#### PROBLEM STATEMENT
Convert every line of the material below into a Markdown table with two columns, Row and Line, numbering each row and omitting blank lines. Leave the pictures out.

#### DATA LINES
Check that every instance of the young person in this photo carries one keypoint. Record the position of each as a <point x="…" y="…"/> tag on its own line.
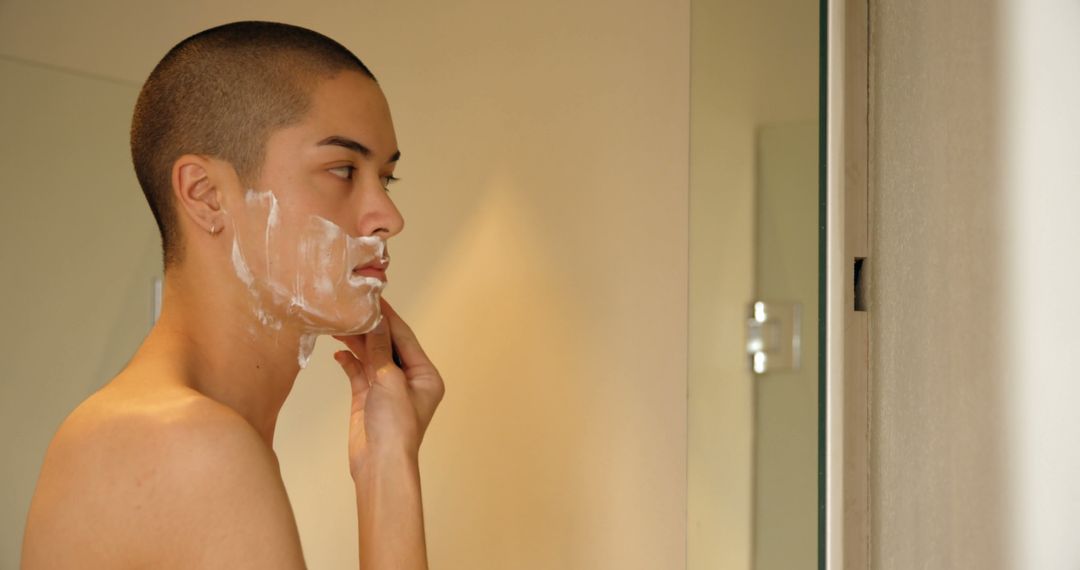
<point x="265" y="151"/>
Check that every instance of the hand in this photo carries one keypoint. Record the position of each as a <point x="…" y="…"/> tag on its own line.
<point x="391" y="406"/>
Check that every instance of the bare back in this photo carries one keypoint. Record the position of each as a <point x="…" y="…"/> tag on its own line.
<point x="159" y="476"/>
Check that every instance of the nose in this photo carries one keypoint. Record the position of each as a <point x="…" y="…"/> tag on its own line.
<point x="378" y="214"/>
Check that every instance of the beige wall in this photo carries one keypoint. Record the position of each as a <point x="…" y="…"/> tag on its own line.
<point x="936" y="301"/>
<point x="544" y="266"/>
<point x="79" y="253"/>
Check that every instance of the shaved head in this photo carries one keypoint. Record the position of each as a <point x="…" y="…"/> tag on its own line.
<point x="221" y="93"/>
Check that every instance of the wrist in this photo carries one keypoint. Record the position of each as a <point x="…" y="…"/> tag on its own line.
<point x="377" y="462"/>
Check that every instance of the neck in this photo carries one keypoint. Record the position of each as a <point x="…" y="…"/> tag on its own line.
<point x="211" y="336"/>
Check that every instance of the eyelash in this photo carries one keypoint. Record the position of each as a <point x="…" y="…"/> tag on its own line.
<point x="389" y="179"/>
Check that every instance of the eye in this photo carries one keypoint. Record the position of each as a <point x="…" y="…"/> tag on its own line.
<point x="346" y="172"/>
<point x="389" y="179"/>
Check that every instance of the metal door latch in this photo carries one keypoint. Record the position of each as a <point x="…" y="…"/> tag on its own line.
<point x="772" y="336"/>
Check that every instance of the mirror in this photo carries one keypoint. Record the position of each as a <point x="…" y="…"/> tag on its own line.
<point x="568" y="271"/>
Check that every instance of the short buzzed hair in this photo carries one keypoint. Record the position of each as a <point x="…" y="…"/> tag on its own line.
<point x="221" y="93"/>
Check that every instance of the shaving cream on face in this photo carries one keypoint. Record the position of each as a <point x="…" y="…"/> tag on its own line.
<point x="300" y="268"/>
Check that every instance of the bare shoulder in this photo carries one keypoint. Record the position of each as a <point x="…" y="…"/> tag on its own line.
<point x="160" y="479"/>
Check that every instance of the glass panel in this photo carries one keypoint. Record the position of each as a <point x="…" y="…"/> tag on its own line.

#### WORKED ANSWER
| Row | Line |
|---|---|
| 1 | Check that every instance of the young person in this photo carries one keypoint. Record the position of each as a <point x="…" y="…"/> tag on its own line. |
| 2 | <point x="265" y="151"/> |
| 3 | Check that every instance of the hand in this photo carries one keypoint. Record the position of each as a <point x="…" y="…"/> tag on its own line. |
| 4 | <point x="391" y="406"/> |
| 5 | Check that every instance of the bare back in this photo carries one keypoint. Record the position of each as a <point x="…" y="…"/> tag on its own line. |
| 6 | <point x="159" y="476"/> |
| 7 | Check that every instance of the nose in this photo carries one keypoint. Record the position of each as a <point x="…" y="…"/> tag on its own line. |
| 8 | <point x="378" y="214"/> |
| 9 | Check that every instance of the beige wall in this photo carries one keypoint. Record the position of each as a <point x="…" y="…"/> tag on its own line. |
| 10 | <point x="936" y="301"/> |
| 11 | <point x="544" y="266"/> |
| 12 | <point x="79" y="253"/> |
| 13 | Check that every instance of the shaved head in this photo carries one keypoint. Record the position of each as a <point x="…" y="…"/> tag on its own line. |
| 14 | <point x="221" y="93"/> |
| 15 | Check that every instance of the wrist in this photo carries one keypoint. Record the position of each as a <point x="…" y="…"/> tag on its own line. |
| 16 | <point x="377" y="462"/> |
| 17 | Check that every instance of the neck in this photo carries one keypoint. Record the position of each as a <point x="…" y="…"/> tag on its own line. |
| 18 | <point x="211" y="336"/> |
| 19 | Check that every instance of the eyelash in this photo carries one keypoint. Record the position of each as a <point x="…" y="…"/> tag on its own line. |
| 20 | <point x="389" y="179"/> |
| 21 | Check that every instance of the eye in this photo carries one keypoint. Record the position of each as a <point x="…" y="…"/> tag on its own line. |
| 22 | <point x="346" y="172"/> |
| 23 | <point x="389" y="179"/> |
| 24 | Check that every instance of the metal door latch in this photo carries one keypoint. Record the position of each as a <point x="…" y="…"/> tag on its own line. |
| 25 | <point x="772" y="336"/> |
| 26 | Check that every instance of the mirror in this photo carries one keypoint. Record the position of each as a <point x="…" y="…"/> tag on its own line. |
| 27 | <point x="568" y="271"/> |
| 28 | Check that every instance of the short buzzed hair in this photo carries one keypoint. Record the position of each as a <point x="…" y="…"/> tag on its own line. |
| 29 | <point x="221" y="93"/> |
| 30 | Check that every instance of the shaving cream on face in this photo carries one keypoint. Record the position of each as a <point x="…" y="…"/> tag on its own line. |
| 31 | <point x="300" y="268"/> |
| 32 | Check that every instance of the bare shoulder in this photo carries one keypoint. Record the position of each as a <point x="…" y="…"/> tag on its own line. |
| 33 | <point x="160" y="479"/> |
| 34 | Check that every instance of the glass panel in this photo carries one keypoint. Record the position of each as a <point x="…" y="…"/> tag on its own line. |